» **ASSIGNED TASK 1**:
In one to three sentences, explain why the passage on the Siskiyou mariposa lily calls Calochortus persistens a North American species.
» **ASSIGNED TASK 2**:
Proceed with the passage on the Siskiyou mariposa lily, picking up after its last sentence.

» **PROVIDED PASSAGE**:
:::

Scientific classification
- Kingdom: Plantae
- Clade: Tracheophytes
- Clade: Angiosperms
- Clade: Monocots
- Order: Liliales
- Family: Liliaceae
- Genus: Calochortus
- Species: C. persistens
- Binomial name: Calochortus persistens Ownbey

= Calochortus persistens =

- Genus: Calochortus
- Species: persistens
- Authority: Ownbey
- Conservation status: G2

Species of tree

Calochortus persistens is a rare North American species of flowering plant in the lily family known by the common name Siskiyou mariposa lily. It is native to northern California and southern Oregon.

Calochortus persistens grows at about nine sites scattered on the Gunsight-Humbug Ridge in Siskiyou County, California; in several locations on Cottonwood Peak and Little Cottonwood Peak, also in Siskiyou County; and in one population of just a few individuals on Bald Mountain near Ashland in Jackson County, Oregon,

Calochortus persistens grows on rocky slopes in acidic soils and talus. This is a perennial herb producing an unbranching stem around 10 centimeters tall. There is generally one basal leaf about 20 centimeters long which persists in flowering, and one smaller leaf higher up on the stem. The inflorescence is a pair of erect, bell-shaped flowers with pinkish-purple sepals and petals 3.5 to 4 centimeter in length. The petals have bright yellow hairs near the bases. The fruit is a winged capsule about a centimeter long.

:::

» **DATASET CONTENT**:
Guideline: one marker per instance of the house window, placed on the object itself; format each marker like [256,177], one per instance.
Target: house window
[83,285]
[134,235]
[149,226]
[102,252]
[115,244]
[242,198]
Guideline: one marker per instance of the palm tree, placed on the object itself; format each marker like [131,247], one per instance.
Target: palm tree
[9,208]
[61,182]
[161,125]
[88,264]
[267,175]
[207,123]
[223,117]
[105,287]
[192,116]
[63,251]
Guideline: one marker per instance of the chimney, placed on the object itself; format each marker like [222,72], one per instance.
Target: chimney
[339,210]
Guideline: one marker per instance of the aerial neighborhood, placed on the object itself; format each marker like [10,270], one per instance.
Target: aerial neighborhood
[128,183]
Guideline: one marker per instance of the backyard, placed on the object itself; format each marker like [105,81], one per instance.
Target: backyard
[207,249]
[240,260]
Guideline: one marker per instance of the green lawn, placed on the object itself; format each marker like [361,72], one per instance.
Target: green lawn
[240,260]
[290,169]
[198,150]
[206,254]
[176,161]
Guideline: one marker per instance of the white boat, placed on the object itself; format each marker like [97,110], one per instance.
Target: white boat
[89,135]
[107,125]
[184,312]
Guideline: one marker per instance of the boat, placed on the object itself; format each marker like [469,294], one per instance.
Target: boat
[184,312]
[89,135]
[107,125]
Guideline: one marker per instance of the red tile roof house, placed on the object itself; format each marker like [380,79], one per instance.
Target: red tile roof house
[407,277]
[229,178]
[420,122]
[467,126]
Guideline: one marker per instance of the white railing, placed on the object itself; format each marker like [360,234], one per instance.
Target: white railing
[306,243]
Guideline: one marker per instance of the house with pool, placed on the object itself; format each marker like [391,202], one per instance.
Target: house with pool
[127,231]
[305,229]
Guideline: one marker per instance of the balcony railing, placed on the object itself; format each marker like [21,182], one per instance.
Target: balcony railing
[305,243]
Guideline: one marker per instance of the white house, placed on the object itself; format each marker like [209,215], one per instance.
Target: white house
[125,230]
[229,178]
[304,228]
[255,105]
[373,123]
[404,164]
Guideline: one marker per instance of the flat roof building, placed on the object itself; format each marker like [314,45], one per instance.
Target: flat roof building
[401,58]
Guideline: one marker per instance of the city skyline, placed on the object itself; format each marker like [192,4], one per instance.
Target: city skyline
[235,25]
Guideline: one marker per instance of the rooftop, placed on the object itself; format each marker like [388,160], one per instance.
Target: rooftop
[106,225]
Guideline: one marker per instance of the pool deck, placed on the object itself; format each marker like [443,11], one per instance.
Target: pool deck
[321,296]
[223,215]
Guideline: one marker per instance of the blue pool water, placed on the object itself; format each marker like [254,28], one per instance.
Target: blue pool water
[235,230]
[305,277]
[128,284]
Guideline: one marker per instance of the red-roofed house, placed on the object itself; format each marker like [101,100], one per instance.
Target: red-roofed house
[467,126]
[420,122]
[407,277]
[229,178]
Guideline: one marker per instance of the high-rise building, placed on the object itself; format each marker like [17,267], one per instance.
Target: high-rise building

:::

» **EXPECTED ANSWER 1**:
The passage says the plant is native to northern California and southern Oregon. Its known sites are on the Gunsight-Humbug Ridge and on Cottonwood and Little Cottonwood Peaks in Siskiyou County, California, and on Bald Mountain near Ashland in Jackson County, Oregon.

» **EXPECTED ANSWER 2**:
Threats to this rare species include invasive species, wildfire suppression, and construction and maintenance of roads and radio towers. The non-native noxious weed dyer's woad (Isatis tinctoria) directly competes with the mariposa lily by monopolizing water and nutrients and producing allelopathic substances which inhibit its germination. Fire suppression efforts at the California sites have resulted in overgrowth of native trees and shrubs such as Oregon-grape (Mahonia aquifolium) and curl-leaf mountain mahogany (Cercocarpus ledifolius), which shade out small wildflowers such as mariposa lilies.